**Records for this exercise**:
■ ■ ■ ■
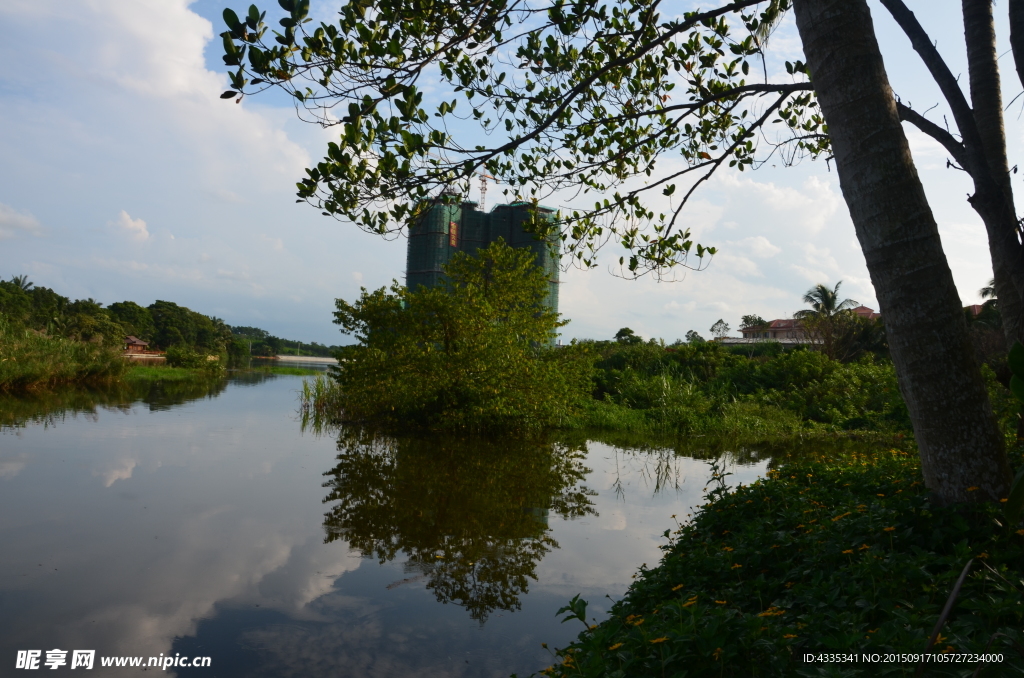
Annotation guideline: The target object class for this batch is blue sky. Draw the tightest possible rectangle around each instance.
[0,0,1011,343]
■ ■ ■ ■
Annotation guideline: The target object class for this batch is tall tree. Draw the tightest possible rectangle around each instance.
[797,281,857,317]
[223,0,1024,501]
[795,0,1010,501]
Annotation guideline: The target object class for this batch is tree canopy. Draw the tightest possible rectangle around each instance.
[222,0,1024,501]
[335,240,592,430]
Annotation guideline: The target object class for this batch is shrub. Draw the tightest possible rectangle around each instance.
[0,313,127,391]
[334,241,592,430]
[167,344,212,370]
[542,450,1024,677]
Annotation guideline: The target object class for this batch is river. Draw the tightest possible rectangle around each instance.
■ ■ ■ ■
**Problem description**:
Rename "rectangle" as "bounding box" in the material starting at the line that contains "batch is tree" and ending at the line that contains "batch is river.", and give only those lines, with everything else unchanged.

**Solution**:
Annotation guideline: The target object class for this batch is tree canopy. Draw the tightest possible bounding box around each instance.
[222,0,1024,501]
[335,240,592,430]
Annotation guideline: The target object class for this batch is shrub. Draw the tightest possible bounding box around each instance.
[0,313,127,391]
[334,241,592,430]
[167,344,212,370]
[542,450,1024,677]
Annotation guideline: The target object class for this batch is river. Draw the tightest possible bounding box around each instance.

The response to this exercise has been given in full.